## Exercise task 1
Answer these questions about the review of the Buffy episode "The Pack":
(a) Besides Principal Flutie, what two things did they eat?
(b) What kind of spirits possess the kids?
(c) Which character's episode does the review call it?
## Exercise task 2
Extend the review of the Buffy episode "The Pack" past its final sentence.

## Extract to read
>> Begin
Buffy Episode Review: The Pack 

Buffy's never going to date you, Xander.


"They ate Principal Flutie?
--Buffy



Yes, they ate Principal Flutie. Also, they ate a pig. And Buffy’s croissant.

"The Pack" seems like it’s going to be a rather goofy episode at first. It’s got kids being possessed by hyena spirits after all, as well as the Suspicious Zookeeper Guy who seems to have been lifted straight out of an episode of Scooby Doo, and a clique of “high school” bullies who actually look like a bunch of twenty-eight year old advertising executives (and the kid they’re picking on looks like he’s about thirty-two.) And it’s also a Xander episode, which is usually a guarantee of goofiness. But the story veers off into some legitimately disturbing territory as it picks up steam, while managing to further explore the relationships between Buffy, Willow and Xander and provide us with a nice little metaphor about the pack mentality of high school kids at the same time. Not a bad trick.
>> End
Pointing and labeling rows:
>> Begin
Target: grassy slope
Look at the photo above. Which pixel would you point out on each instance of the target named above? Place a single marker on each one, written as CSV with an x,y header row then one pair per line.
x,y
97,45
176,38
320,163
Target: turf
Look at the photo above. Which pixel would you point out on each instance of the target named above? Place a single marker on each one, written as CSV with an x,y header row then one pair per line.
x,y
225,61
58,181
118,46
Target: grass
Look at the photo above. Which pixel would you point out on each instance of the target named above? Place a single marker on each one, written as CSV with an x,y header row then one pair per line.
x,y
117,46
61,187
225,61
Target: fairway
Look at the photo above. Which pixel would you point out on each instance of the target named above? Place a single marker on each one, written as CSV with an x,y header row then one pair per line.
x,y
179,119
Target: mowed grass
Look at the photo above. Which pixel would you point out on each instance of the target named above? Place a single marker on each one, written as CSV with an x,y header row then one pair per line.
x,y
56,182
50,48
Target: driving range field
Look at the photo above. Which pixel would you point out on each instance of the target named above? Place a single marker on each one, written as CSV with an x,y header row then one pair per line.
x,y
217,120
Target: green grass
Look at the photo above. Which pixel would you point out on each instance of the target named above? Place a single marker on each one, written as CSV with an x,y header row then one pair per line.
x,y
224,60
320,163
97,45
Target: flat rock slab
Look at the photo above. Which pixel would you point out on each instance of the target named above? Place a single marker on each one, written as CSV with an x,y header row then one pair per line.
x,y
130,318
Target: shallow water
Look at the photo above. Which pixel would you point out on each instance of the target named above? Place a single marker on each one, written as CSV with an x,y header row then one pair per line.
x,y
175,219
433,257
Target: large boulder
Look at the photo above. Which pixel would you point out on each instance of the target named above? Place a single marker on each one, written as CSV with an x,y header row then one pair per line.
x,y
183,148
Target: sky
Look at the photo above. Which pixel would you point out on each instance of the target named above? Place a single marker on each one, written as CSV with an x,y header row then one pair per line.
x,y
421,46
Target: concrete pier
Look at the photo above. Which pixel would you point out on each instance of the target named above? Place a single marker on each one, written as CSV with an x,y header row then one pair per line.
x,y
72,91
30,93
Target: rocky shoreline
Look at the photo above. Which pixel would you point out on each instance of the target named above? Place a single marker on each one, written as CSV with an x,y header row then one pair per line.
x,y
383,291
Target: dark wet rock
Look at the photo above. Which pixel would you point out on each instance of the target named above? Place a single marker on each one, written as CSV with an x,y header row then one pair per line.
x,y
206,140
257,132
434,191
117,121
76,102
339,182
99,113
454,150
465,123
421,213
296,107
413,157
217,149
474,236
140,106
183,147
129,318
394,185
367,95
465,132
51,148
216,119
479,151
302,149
>> End
## Response 1
(a) A pig and Buffy's croissant.
(b) Hyena spirits.
(c) Xander's.

## Response 2
The story in a nutshell is this: four Sunnydale High bullies (two guys and two women--and no, I didn’t say “girls”, I said “women”, because I’m pretty sure these actresses haven’t seen high school since Duran Duran were all the rage) are picking on a nerdy kid during a field trip to the zoo and while they’re all in front of the hyena cage, some like, magic stuff sorta just happens? And presto, they’re possessed by hyena spirits. Or rather, the four bullies and Xander are, because Xander just happened to decide to intervene on the nerdy kid’s behalf just before the magic mojo occurred and the nerdy kid was able to make good his escape from these menacing yuppies. But now Xander’s all evil, damn it. The difference between Evil Hyena Xander and Good Xander, at least until things take a disturbing turn toward the end of the first act, is that he dresses in black and keeps leering at everyone, and occasionally makes fun of people and sniffs at Buffy. He also ignores Willow, but so does Good Xander (also known as Dumb Xander.)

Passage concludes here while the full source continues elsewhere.